### [TASK DETAILS]
Please retype the records below without any change, from their first line through the line containing "column 410, row 102", with both of those lines included.
## START
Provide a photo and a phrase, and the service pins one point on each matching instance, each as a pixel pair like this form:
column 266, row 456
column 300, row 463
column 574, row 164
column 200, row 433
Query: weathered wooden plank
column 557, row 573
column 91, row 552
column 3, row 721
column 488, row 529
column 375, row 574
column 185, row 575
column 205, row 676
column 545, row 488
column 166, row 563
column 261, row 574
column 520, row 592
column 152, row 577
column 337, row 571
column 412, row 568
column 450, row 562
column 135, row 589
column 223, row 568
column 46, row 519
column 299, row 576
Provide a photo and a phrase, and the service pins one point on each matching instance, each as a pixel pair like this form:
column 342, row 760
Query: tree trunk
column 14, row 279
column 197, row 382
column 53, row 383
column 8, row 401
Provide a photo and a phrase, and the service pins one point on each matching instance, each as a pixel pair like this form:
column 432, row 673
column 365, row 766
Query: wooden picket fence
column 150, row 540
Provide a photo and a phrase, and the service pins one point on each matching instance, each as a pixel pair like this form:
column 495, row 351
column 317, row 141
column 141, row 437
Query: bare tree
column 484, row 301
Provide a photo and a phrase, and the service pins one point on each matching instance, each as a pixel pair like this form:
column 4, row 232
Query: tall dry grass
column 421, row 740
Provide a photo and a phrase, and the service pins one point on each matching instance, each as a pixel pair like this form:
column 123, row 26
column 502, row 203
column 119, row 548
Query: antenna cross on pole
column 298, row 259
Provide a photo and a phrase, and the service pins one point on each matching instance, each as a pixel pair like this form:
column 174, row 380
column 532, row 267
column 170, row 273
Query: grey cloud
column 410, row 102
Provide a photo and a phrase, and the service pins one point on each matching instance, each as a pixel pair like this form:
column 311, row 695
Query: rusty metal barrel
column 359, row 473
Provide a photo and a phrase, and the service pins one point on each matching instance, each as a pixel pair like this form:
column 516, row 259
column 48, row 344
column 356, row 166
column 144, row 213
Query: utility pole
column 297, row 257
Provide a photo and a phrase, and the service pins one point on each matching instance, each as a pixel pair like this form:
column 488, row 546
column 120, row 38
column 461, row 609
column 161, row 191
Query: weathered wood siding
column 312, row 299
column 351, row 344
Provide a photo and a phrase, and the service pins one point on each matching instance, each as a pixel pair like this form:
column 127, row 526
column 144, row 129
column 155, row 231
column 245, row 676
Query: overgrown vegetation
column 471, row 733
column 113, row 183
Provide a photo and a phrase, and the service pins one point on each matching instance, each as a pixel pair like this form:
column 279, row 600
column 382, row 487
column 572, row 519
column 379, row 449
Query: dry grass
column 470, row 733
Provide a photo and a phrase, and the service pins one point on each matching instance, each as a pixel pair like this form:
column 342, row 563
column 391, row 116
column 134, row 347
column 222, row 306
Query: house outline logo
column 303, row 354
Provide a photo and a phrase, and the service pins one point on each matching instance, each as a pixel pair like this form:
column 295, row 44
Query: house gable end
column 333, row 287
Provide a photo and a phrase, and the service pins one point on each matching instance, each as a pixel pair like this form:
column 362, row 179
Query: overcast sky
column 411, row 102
## END
### [WORKED ANSWER]
Provide a photo and a phrase, and the service pins one point on each matching instance, each as a pixel pair like this form:
column 266, row 456
column 300, row 463
column 574, row 164
column 200, row 433
Query: weathered wooden plank
column 557, row 573
column 91, row 552
column 3, row 721
column 488, row 529
column 375, row 574
column 185, row 575
column 205, row 676
column 545, row 488
column 166, row 563
column 261, row 574
column 520, row 592
column 152, row 577
column 337, row 571
column 412, row 568
column 450, row 562
column 135, row 589
column 223, row 568
column 46, row 519
column 299, row 576
Provide a photo and a phrase, and the service pins one point on each matching instance, each as a pixel pair like this form:
column 342, row 760
Query: tree trunk
column 14, row 279
column 197, row 382
column 53, row 383
column 8, row 401
Provide a photo and a phrase, and the service pins one point on each matching instance, each as a pixel pair like this form:
column 432, row 673
column 365, row 766
Query: wooden picket fence
column 150, row 540
Provide a photo and a phrase, and the service pins one point on each matching instance, each as a pixel pair like this form:
column 495, row 351
column 317, row 141
column 141, row 437
Query: bare tree
column 484, row 301
Provide a photo and a phrase, and the service pins one point on each matching instance, each as a pixel pair like this form:
column 4, row 232
Query: tall dry grass
column 421, row 740
Provide a photo and a phrase, and the service pins one point on each matching instance, each as a pixel pair like this form:
column 123, row 26
column 502, row 203
column 119, row 548
Query: antenna cross on pole
column 298, row 259
Provide a photo and a phrase, and the service pins one point on each matching instance, each as a pixel pair like this form:
column 174, row 380
column 532, row 267
column 170, row 273
Query: grey cloud
column 410, row 102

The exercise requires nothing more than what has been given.